**** DOCUMENT EXTRACT ****
The grace of God, then, provides the means for man's redemption from sin, but man in sin must appropriate this means (the gospel) by hearing, learning, and believing it. This means that man is not passive but active in his salvation. For him to be otherwise is to make of him a mere machine, wholly without power to discern or choose between good and evil. If he is altogether passive he could not save himself if he would, and he would not if he could. In such condition if man is lost he cannot help it and if he is saved he cannot prevent it. If we deny man's activity in salvation we thereby deny his free moral agency, and if man, as God made him, is not a free moral agent with power to choose between good and evil and thereby determine his own eternal destiny, the entire Bible is useless. All its pleadings, overtures and invitations plus all its warnings, threats and commandments are but sounding brass and clanging cymbals -- they are empty, absurd and wasted.

There is not one passage in the Bible which indicates man is not free to choose between good and evil, between God and Satan, between salvation and damnation. It is this one consideration which gives grace its efficacy as that grace is revealed in the gospel. The gospel is powerless to save him who refuses to believe it. It is God's chosen medium to save man who does believe it.

Grace and Works

"But," asks one, "does not Paul declare in Ephesians 2:8, 'By grace are ye saved through faith; and that not of yourselves: it is the gift of God: not of works, lest any man should boast'?" Indeed the Apostle so states, but instead of this passage teaching that salvation is of grace without man's activity, it affirms the exact opposite. Notice the expression "through faith." Salvation is "by grace through faith," not by grace without faith. The grace is God's part, in man's salvation, the faith is man's part.

Then what about the expression: "that not of yourselves: it is the gift of God: not of works, lest any man should boast?" Obviously, though man is active in salvation his salvation comes neither through his own wisdom (I Corinthians 1:21), his own merit (Romans 3:9-19), nor his own works as is the clear implication of the passage before us. God does the saving, not man. Jehovah has designed the plan of salvation, has revealed it to man in the gospel, and has invited man to embrace it. When man in sin accepts the divine plan and conforms his life thereto, by virtue of this action he acknowledges his own inability to design and execute a plan for saving himself. Though he submits to the will of God, salvation is not of himself but of God; hence it is "not of works of righteousness which we have done, but according to His mercy he saved us" (Titus 3:5).
**** DATASET EXCERPTS ****
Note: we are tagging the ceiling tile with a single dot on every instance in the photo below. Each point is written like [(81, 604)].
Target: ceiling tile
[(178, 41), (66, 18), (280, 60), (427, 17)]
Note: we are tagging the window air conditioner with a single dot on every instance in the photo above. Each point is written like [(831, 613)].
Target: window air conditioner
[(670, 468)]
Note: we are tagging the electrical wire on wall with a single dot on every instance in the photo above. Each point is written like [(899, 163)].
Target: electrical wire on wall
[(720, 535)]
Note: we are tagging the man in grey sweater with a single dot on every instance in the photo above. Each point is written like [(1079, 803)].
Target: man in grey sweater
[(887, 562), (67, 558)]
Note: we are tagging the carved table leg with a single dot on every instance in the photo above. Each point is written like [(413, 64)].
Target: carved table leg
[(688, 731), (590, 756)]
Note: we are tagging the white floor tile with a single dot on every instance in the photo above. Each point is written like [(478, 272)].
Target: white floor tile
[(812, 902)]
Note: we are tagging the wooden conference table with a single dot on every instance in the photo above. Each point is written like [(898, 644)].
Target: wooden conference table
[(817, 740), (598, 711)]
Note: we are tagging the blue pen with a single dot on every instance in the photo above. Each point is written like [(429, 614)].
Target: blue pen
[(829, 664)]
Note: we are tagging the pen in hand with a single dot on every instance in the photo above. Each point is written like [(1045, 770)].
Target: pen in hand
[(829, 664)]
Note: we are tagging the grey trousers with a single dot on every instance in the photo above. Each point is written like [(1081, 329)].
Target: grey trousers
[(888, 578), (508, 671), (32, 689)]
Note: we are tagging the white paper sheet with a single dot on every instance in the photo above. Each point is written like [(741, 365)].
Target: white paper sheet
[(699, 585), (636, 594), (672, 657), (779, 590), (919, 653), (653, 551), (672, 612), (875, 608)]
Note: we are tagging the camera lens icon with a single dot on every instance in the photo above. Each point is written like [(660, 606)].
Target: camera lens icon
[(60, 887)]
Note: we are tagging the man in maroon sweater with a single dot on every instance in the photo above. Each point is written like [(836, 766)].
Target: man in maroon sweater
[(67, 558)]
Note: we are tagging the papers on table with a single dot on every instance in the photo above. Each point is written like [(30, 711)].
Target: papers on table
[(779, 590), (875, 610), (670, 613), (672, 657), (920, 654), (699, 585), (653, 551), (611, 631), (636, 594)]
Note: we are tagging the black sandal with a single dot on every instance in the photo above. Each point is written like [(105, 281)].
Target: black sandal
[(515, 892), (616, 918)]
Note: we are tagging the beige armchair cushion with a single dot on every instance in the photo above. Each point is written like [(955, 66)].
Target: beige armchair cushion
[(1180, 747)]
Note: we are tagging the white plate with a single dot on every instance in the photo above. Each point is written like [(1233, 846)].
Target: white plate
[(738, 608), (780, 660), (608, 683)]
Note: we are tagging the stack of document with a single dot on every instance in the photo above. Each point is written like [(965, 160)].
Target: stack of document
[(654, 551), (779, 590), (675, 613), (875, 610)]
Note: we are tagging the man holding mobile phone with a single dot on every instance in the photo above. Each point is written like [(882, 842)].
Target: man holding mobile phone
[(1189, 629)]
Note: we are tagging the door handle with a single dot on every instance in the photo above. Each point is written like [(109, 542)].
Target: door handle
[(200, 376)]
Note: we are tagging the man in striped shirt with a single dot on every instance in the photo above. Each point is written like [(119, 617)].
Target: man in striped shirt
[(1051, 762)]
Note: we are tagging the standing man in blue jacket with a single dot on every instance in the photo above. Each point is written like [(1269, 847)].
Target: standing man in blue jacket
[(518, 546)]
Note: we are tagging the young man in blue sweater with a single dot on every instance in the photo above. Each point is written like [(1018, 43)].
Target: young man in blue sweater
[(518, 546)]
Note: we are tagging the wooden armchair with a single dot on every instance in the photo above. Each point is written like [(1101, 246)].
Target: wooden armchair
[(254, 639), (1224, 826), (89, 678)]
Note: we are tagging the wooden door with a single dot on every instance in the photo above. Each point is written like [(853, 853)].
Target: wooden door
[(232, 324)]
****
- REQUESTS:
[a] Translate this sentence from the essay on grace into Spanish: "The gospel is powerless to save him who refuses to believe it."
[b] Shorten the paragraph of the essay on grace that opens "Then what about the expression" while keeping its main points.
[c] In the essay on grace, which part of salvation belongs to God and which belongs to man?

- EXPECTED RESPONSES:
[a] El evangelio no tiene poder para salvar a quien se niega a creerlo.

[b] Though man is active in salvation, his salvation does not come through his own wisdom (I Corinthians 1:21), merit (Romans 3:9-19), or works. God does the saving. He designed the plan of salvation, revealed it in the gospel, and invited man to embrace it. By accepting that plan and conforming his life to it, man admits he cannot devise and carry out a plan to save himself. So salvation is of God, "not of works of righteousness which we have done, but according to His mercy he saved us" (Titus 3:5).

[c] Grace is God's part, and faith is man's part.